# INSTRUCTION
Reproduce the rows below with each "keypoint" switched to "marker" and nothing else changed. Omit the pictures from your output.
_ _ _ _ _
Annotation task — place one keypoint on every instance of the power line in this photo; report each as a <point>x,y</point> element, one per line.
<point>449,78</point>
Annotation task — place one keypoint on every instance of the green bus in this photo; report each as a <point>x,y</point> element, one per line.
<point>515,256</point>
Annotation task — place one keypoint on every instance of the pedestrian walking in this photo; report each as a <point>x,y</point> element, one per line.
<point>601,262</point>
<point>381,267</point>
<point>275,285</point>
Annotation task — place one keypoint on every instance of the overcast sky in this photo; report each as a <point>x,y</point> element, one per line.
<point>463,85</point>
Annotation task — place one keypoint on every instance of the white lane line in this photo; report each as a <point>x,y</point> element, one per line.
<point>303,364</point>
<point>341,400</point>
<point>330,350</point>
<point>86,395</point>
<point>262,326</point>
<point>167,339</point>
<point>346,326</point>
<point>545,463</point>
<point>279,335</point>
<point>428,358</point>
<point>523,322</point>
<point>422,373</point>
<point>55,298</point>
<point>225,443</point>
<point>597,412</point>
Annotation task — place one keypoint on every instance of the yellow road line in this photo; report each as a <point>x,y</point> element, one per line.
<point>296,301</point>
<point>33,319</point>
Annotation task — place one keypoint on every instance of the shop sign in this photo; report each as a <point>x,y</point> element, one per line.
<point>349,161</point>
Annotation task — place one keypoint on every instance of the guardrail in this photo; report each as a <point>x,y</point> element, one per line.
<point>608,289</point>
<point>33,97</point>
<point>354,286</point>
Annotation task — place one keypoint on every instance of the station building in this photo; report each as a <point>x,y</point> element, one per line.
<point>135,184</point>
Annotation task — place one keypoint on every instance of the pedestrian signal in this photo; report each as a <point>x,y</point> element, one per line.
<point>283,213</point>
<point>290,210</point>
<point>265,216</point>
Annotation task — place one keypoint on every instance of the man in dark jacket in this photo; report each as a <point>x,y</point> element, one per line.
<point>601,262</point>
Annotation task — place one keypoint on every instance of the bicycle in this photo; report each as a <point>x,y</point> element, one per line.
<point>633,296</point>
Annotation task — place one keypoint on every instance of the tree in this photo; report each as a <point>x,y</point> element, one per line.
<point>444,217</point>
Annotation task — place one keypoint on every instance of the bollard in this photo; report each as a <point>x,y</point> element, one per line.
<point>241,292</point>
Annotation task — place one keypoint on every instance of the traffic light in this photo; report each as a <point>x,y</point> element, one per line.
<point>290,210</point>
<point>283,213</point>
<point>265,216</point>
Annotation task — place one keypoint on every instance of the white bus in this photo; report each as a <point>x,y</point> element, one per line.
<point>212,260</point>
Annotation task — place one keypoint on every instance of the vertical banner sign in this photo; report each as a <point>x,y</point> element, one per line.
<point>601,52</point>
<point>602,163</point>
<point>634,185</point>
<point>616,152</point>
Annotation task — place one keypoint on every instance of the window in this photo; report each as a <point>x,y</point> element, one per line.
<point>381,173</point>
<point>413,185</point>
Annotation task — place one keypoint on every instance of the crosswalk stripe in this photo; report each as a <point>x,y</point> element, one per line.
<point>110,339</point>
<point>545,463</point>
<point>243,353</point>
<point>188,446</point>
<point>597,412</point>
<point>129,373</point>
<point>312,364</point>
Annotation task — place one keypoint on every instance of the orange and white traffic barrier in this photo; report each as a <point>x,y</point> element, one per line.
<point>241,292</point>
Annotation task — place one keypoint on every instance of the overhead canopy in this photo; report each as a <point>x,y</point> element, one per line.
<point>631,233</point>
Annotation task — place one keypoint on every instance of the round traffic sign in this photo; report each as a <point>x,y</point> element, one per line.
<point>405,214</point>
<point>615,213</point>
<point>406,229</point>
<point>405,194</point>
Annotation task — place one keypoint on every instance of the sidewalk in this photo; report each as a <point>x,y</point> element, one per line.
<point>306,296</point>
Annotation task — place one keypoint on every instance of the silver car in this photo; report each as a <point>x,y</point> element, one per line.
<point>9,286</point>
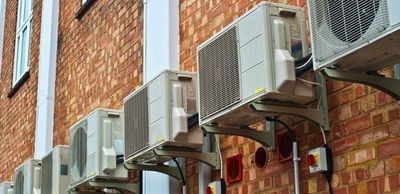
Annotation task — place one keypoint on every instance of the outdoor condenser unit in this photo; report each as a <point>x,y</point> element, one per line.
<point>252,59</point>
<point>55,171</point>
<point>157,115</point>
<point>6,188</point>
<point>27,178</point>
<point>96,142</point>
<point>357,35</point>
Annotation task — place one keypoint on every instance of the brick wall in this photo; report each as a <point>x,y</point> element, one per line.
<point>18,113</point>
<point>365,123</point>
<point>99,59</point>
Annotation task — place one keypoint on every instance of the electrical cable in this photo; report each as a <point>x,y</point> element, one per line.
_ _ _ _ _
# EXERCISE OUTPUT
Annotation task — place one marker on every instance of the power line in this photo; report each as a <point>x,y</point> element, one per line.
<point>449,78</point>
Annotation task — place one marker on every instance of the green bus in this photo; report each as a <point>x,y</point> element, one per line.
<point>515,256</point>
Annotation task — place one marker on every instance of the pedestrian walking in this photo; report each as a <point>x,y</point> element, one per line.
<point>601,262</point>
<point>381,267</point>
<point>275,285</point>
Annotation task — place one marker on every instance of the overcast sky in this photo; report each as a <point>x,y</point> element, one per line.
<point>463,85</point>
Annotation task — place one marker on every instance of the white lane line in this photo; report each as a <point>x,y</point> element, one per line.
<point>303,364</point>
<point>341,400</point>
<point>330,350</point>
<point>86,395</point>
<point>262,326</point>
<point>167,339</point>
<point>346,326</point>
<point>545,463</point>
<point>279,335</point>
<point>428,358</point>
<point>523,322</point>
<point>422,373</point>
<point>55,298</point>
<point>225,443</point>
<point>597,412</point>
Annotation task — place one marker on every instance of the yellow road line in this photo; report each as a <point>x,y</point> element, one per line.
<point>296,301</point>
<point>33,319</point>
Annotation task — place one marker on every instance of the shop sign in this photo; report each as a <point>x,y</point> element, one per line.
<point>349,161</point>
Annotation task — place one marker on every instance of the guardrail in this photo; report each as a <point>x,y</point> element, one per line.
<point>608,289</point>
<point>33,97</point>
<point>354,286</point>
Annotation task — place one marker on every instance of the station building in this photo; report each as a <point>x,y</point> element, one per line.
<point>135,184</point>
Annotation task — place one marker on every instance of the pedestrian signal in this photo; report each as a <point>x,y</point> element, one per line.
<point>283,213</point>
<point>290,210</point>
<point>265,216</point>
Annotation task — place one marker on every instance of the man in dark jacket in this photo; report each as a <point>x,y</point> element, one per line.
<point>601,262</point>
Annotation task — place one marker on every instance of the bicycle in this photo; report each as a <point>x,y</point> element, one per line.
<point>633,296</point>
Annotation task — place one marker on every instance of the tree in this photo; report each as a <point>x,y</point> element, one per line.
<point>444,217</point>
Annotation task — place one marker on every instance of the bollard in this photo; report each as a <point>x,y</point> element, one per line.
<point>241,292</point>
Annotation task — place one marker on every instance of the traffic light in this photo; report each as a <point>x,y</point> element, one per line.
<point>290,210</point>
<point>283,213</point>
<point>265,216</point>
Annotation task — place one marker on every instance of the white bus in this photo; report each as a <point>x,y</point> element, one per line.
<point>212,260</point>
Annotation task — place one marker on every instance of the vertical banner sign in this photo; report each as a <point>x,y</point> element, one per line.
<point>601,52</point>
<point>602,163</point>
<point>634,185</point>
<point>616,152</point>
Annotation task — place one marker on every instance of the window in this photo; report each as a <point>x,y</point> element, one per line.
<point>381,173</point>
<point>413,185</point>
Annotation task — place one marker on every instance of the crosswalk stripe in this photo; report each as a <point>x,y</point> element, one per line.
<point>110,339</point>
<point>545,463</point>
<point>243,353</point>
<point>188,446</point>
<point>597,412</point>
<point>129,373</point>
<point>312,364</point>
Annotation task — place one marker on every instance of the orange and white traffic barrier in this photo; report each as a <point>x,y</point> element, one per line.
<point>241,292</point>
Annotation task — place one marker on every instance of the overhead canopy in this photo; report each as a <point>x,y</point> element, one per line.
<point>631,233</point>
Annotation task — place one marker on every instance of the round traffic sign in this photo; report each as a <point>x,y</point> element, one per line.
<point>405,214</point>
<point>615,213</point>
<point>406,229</point>
<point>405,194</point>
Annotation task — place one marker on every instance of the sidewalk in this photo; report each as a <point>x,y</point> element, one per line.
<point>306,296</point>
Annotation task — place one marker on every instance of the silver car in this photo; report each as a <point>x,y</point> element, one per line.
<point>9,286</point>
Annotation task — place one marker on every instance of the outdoor condenser unit in this photo; report each as a <point>x,y</point> element, one per line.
<point>252,59</point>
<point>55,171</point>
<point>157,115</point>
<point>6,188</point>
<point>27,178</point>
<point>96,142</point>
<point>357,35</point>
Annotation task — place one marker on every instance of the brick wall in this photo; report each as a <point>x,y</point> element, one per line.
<point>18,113</point>
<point>365,123</point>
<point>99,59</point>
Annotation task — place one marker on every instance of the electrical cable in this photo; report each as a <point>x,y</point> element, one per line.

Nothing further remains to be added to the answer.